__Data extracts__:
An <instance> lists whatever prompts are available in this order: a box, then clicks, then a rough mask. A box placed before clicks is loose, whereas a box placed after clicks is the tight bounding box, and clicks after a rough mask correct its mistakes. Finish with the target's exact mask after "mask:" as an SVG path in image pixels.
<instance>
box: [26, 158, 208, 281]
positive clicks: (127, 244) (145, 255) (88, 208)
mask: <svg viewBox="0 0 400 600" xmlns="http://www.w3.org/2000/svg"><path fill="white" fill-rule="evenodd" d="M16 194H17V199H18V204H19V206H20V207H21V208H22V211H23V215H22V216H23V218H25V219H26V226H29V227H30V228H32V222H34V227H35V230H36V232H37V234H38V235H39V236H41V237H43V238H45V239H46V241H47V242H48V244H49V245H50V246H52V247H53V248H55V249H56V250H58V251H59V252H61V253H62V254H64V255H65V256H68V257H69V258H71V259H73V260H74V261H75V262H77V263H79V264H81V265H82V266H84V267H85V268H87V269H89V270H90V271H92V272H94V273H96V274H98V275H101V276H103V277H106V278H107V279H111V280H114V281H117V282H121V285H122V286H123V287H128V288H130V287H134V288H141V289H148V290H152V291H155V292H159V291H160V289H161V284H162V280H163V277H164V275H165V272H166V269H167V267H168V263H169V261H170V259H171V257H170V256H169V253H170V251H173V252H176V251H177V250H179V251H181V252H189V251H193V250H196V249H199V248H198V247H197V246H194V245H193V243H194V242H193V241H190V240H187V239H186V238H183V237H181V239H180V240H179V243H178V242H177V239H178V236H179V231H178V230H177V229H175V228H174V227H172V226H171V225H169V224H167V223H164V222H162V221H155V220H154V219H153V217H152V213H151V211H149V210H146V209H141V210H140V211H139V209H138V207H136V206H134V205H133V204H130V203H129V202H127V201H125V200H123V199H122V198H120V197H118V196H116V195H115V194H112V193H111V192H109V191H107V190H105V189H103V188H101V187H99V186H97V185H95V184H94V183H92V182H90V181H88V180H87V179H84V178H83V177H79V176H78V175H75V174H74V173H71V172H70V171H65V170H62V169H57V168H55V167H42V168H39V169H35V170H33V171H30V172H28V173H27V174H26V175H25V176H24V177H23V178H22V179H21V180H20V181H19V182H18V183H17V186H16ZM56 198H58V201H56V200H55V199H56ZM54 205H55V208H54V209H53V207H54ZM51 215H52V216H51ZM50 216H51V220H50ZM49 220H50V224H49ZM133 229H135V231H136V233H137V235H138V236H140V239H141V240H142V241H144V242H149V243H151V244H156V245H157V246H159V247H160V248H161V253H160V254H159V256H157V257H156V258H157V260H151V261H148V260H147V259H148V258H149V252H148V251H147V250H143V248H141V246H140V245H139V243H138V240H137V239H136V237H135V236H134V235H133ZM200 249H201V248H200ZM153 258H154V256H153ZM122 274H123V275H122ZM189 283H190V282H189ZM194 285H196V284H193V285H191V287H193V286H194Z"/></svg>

__Exercise directions__:
Every line of the data should be copied exactly.

__Answer__:
An <instance> lists whatever prompts are available in this order: a box, then clicks, then a rough mask. A box placed before clicks is loose, whereas a box placed after clicks is the tight bounding box, and clicks after a rough mask correct its mistakes. Finish with the target's exact mask after "mask:" as an SVG path in image pixels.
<instance>
box: [26, 158, 208, 281]
positive clicks: (127, 244) (145, 255) (88, 208)
mask: <svg viewBox="0 0 400 600" xmlns="http://www.w3.org/2000/svg"><path fill="white" fill-rule="evenodd" d="M16 194H17V199H18V204H19V206H20V207H21V208H22V211H23V215H22V216H23V218H25V219H26V226H29V227H30V228H32V222H34V227H35V230H36V232H37V234H38V235H39V236H41V237H43V238H45V239H46V241H47V242H48V244H49V245H50V246H52V247H53V248H55V249H56V250H58V251H59V252H61V253H62V254H64V255H65V256H68V257H69V258H71V259H73V260H74V261H75V262H77V263H79V264H81V265H82V266H84V267H85V268H87V269H89V270H90V271H92V272H94V273H96V274H98V275H101V276H103V277H106V278H107V279H111V280H114V281H117V282H121V285H122V286H123V287H128V288H130V287H134V288H141V289H148V290H152V291H155V292H159V291H160V289H161V284H162V280H163V277H164V275H165V272H166V269H167V267H168V263H169V261H170V259H171V257H170V256H169V253H170V251H173V252H176V251H177V250H179V251H181V252H189V251H193V250H196V249H199V248H198V247H197V246H194V245H193V243H194V242H193V241H190V240H187V239H186V238H183V237H181V239H180V240H179V243H178V242H177V239H178V236H179V231H178V230H177V229H175V228H174V227H172V226H171V225H169V224H167V223H164V222H162V221H155V220H154V219H153V217H152V213H151V211H149V210H146V209H141V210H140V211H139V209H138V207H136V206H134V205H133V204H130V203H129V202H127V201H125V200H123V199H122V198H120V197H118V196H116V195H115V194H112V193H111V192H109V191H107V190H105V189H103V188H101V187H99V186H97V185H95V184H94V183H92V182H90V181H88V180H87V179H84V178H83V177H79V176H78V175H75V174H74V173H71V172H70V171H65V170H62V169H57V168H55V167H42V168H39V169H35V170H33V171H30V172H28V173H27V174H26V175H25V176H24V177H23V178H22V179H21V180H20V181H19V182H18V183H17V186H16ZM56 198H58V201H56V200H55V199H56ZM54 205H55V208H54V209H53V207H54ZM51 215H52V216H51ZM50 216H51V220H50ZM49 220H50V224H49ZM133 229H135V231H136V233H137V235H138V236H140V239H141V240H142V241H144V242H149V243H151V244H156V245H157V246H159V247H160V248H161V253H160V254H159V256H157V257H156V258H157V260H151V261H148V260H147V259H148V258H149V252H148V251H147V250H143V248H141V246H140V245H139V243H138V240H137V239H136V237H135V236H134V235H133ZM200 249H201V248H200ZM153 258H154V256H153ZM122 274H123V275H122ZM189 283H190V282H189ZM194 285H196V284H193V285H191V287H193V286H194Z"/></svg>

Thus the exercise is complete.